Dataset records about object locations
***

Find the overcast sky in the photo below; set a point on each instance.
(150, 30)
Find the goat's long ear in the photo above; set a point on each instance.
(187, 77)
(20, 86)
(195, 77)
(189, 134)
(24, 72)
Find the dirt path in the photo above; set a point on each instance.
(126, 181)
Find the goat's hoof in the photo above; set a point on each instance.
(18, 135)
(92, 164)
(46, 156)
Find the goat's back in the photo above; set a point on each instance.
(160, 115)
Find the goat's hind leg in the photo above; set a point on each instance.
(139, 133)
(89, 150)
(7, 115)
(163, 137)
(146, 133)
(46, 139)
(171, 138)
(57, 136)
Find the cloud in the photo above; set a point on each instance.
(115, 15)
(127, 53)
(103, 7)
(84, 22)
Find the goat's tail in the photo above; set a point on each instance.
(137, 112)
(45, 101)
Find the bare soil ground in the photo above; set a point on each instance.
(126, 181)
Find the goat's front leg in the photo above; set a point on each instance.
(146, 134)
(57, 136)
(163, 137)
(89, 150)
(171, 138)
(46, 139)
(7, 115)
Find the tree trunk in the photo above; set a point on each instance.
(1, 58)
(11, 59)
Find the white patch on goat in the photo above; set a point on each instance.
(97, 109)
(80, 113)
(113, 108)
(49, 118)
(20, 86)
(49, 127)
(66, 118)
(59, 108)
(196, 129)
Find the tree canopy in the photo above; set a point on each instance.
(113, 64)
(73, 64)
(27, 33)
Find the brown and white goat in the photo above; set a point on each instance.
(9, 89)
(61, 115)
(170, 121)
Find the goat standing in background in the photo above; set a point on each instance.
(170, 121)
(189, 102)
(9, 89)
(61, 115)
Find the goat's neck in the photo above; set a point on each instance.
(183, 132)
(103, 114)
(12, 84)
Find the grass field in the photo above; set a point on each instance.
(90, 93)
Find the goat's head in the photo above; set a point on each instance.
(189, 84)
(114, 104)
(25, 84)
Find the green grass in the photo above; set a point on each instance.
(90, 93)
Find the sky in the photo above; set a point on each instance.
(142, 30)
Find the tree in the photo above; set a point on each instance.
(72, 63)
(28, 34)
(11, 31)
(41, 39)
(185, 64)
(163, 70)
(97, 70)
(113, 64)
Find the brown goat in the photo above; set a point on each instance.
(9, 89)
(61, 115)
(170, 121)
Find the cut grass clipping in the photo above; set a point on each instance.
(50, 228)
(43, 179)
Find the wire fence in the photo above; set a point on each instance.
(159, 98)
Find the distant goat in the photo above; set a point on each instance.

***

(To do): Write out every entry again exactly, please, with nothing missing.

(Response below):
Find the overcast sky in the photo below; set a point on each instance.
(150, 30)
Find the goat's long ear in the photo above; set a point on each instance.
(187, 77)
(20, 86)
(195, 77)
(189, 134)
(24, 72)
Find the dirt path in the photo above; set a point on each instance.
(126, 181)
Find the goat's hoof in the photo above; set a point on each instance.
(18, 135)
(92, 164)
(46, 156)
Find the goat's back in the photo above; set a point on each instance.
(160, 115)
Find the goat's hind leg in the photo above; set a point on each instance.
(139, 133)
(89, 150)
(7, 115)
(163, 137)
(146, 133)
(46, 139)
(171, 138)
(57, 136)
Find the cloud in the photo above; set a point on each instance.
(115, 15)
(127, 53)
(103, 7)
(84, 22)
Find the goat's tail in the photo above; set a point on each instance.
(137, 112)
(45, 101)
Find the bare soil ground in the photo above; set a point on each instance.
(126, 181)
Find the goat's front leg in the photo above; set a point on each instance.
(146, 134)
(57, 136)
(163, 137)
(89, 150)
(171, 138)
(46, 139)
(7, 115)
Find the tree trunk in the photo above; set a point on each instance.
(1, 58)
(11, 59)
Find the white patch on goat in the photo above; set a point on each instance.
(97, 109)
(80, 113)
(113, 108)
(49, 118)
(20, 86)
(49, 127)
(66, 118)
(59, 108)
(196, 129)
Find the tree canopy in the photo above; set a point on each instance.
(113, 64)
(73, 64)
(27, 33)
Find the brown and white goat in the photo above; set a point on each instance.
(9, 89)
(61, 115)
(170, 121)
Find the goat standing in background in the photo above; set a point on each instance.
(170, 121)
(189, 102)
(9, 89)
(61, 115)
Find the goat's neck in the photo above; set a point on each instance.
(183, 132)
(103, 114)
(12, 84)
Find the grass field in the photo above; set a point on each instance.
(90, 93)
Find the goat's head in the photo above; set a point on each instance.
(189, 84)
(114, 104)
(25, 84)
Find the green grass in the photo above; set a point on each instance.
(90, 93)
Find the sky in the photo above; set a point on each instance.
(142, 30)
Find the tree in the photo above; set a point on each instance.
(72, 63)
(28, 34)
(11, 31)
(41, 39)
(185, 64)
(163, 70)
(97, 70)
(113, 64)
Find the brown goat in the photo above; set a point on each instance.
(9, 89)
(61, 115)
(170, 121)
Find the cut grass clipping in the photo above; set a point on each instance.
(50, 228)
(43, 179)
Find the wire fence in the photo above; set a point on each instance.
(159, 98)
Find the distant goat in the photo above; set a point on each instance.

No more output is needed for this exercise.